Exercise description ▸
Reproduce the data, keeping every word exactly as it is.

Task inputs ▸
· · ·

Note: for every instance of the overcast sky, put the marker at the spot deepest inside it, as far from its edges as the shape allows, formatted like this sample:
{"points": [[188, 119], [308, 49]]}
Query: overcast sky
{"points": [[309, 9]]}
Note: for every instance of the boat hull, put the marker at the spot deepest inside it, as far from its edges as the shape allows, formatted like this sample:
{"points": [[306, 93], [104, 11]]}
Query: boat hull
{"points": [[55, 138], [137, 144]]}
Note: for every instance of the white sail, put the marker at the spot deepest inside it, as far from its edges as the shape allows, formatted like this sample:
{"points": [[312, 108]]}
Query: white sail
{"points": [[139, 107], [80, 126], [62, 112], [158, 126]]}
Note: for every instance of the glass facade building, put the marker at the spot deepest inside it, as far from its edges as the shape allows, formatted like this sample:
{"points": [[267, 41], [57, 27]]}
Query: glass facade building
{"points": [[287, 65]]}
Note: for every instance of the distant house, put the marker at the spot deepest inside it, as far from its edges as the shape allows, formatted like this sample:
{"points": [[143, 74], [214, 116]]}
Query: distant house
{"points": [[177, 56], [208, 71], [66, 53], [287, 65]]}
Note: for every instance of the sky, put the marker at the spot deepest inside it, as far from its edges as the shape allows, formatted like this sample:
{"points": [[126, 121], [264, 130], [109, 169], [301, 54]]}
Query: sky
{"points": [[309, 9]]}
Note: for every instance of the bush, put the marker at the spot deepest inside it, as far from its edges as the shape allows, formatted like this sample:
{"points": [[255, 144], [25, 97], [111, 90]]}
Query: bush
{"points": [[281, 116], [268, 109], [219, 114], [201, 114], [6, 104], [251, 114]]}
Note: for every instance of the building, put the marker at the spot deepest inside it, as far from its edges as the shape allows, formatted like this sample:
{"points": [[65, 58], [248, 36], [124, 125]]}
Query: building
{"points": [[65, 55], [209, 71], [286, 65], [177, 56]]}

· · ·

Answer to this task ▸
Note: for every instance of the overcast sky, put the marker at the spot deepest inside it, as far from its edges as the shape allows, formatted like this sample:
{"points": [[188, 119], [308, 49]]}
Query: overcast sky
{"points": [[309, 9]]}
Note: for every instance of the boat hull, put the marker at the spot deepest inside it, as far from its edges as the shape allows, formatted like this sample:
{"points": [[306, 93], [104, 11]]}
Query: boat hull
{"points": [[55, 138], [137, 144]]}
Note: for every instance of the white sail, put the marker at the spot deepest inside it, as far from its edges as the shape allows, formatted like this sample:
{"points": [[312, 108]]}
Query: white sail
{"points": [[139, 107], [80, 126], [62, 112], [158, 126]]}
Note: for every instance of the glass facade building, put the marker at the spot deepest inside it, as far from its edges as the shape allows, formatted like this sample:
{"points": [[267, 41], [57, 27]]}
Query: glass facade building
{"points": [[287, 65]]}
Note: for every instance of the distant house, put the marker at the spot deepest inside it, as far from its edges as the shape allows, formatted like this sample:
{"points": [[143, 74], [214, 116]]}
Query: distant house
{"points": [[177, 56], [208, 71], [66, 53], [287, 65]]}
Note: for every instance of the sky, put the marker at the spot deepest inside it, as far from its edges as the shape allows, formatted like this sample:
{"points": [[126, 121], [264, 130], [109, 169], [301, 54]]}
Query: sky
{"points": [[309, 9]]}
Note: for every instance of the bush, put the marker at the spot deepest inside it, as far from its edges as the shape allows, formatted like this sample:
{"points": [[255, 144], [25, 97], [111, 90]]}
Query: bush
{"points": [[281, 116], [268, 109], [219, 114], [201, 114], [6, 104], [251, 114]]}
Note: for every instance of the building, put the marker at the spot deepest inside it, as far from its edges as the shape allows, formatted like this sample:
{"points": [[65, 58], [248, 36], [124, 125]]}
Query: building
{"points": [[65, 55], [209, 71], [286, 65], [177, 56]]}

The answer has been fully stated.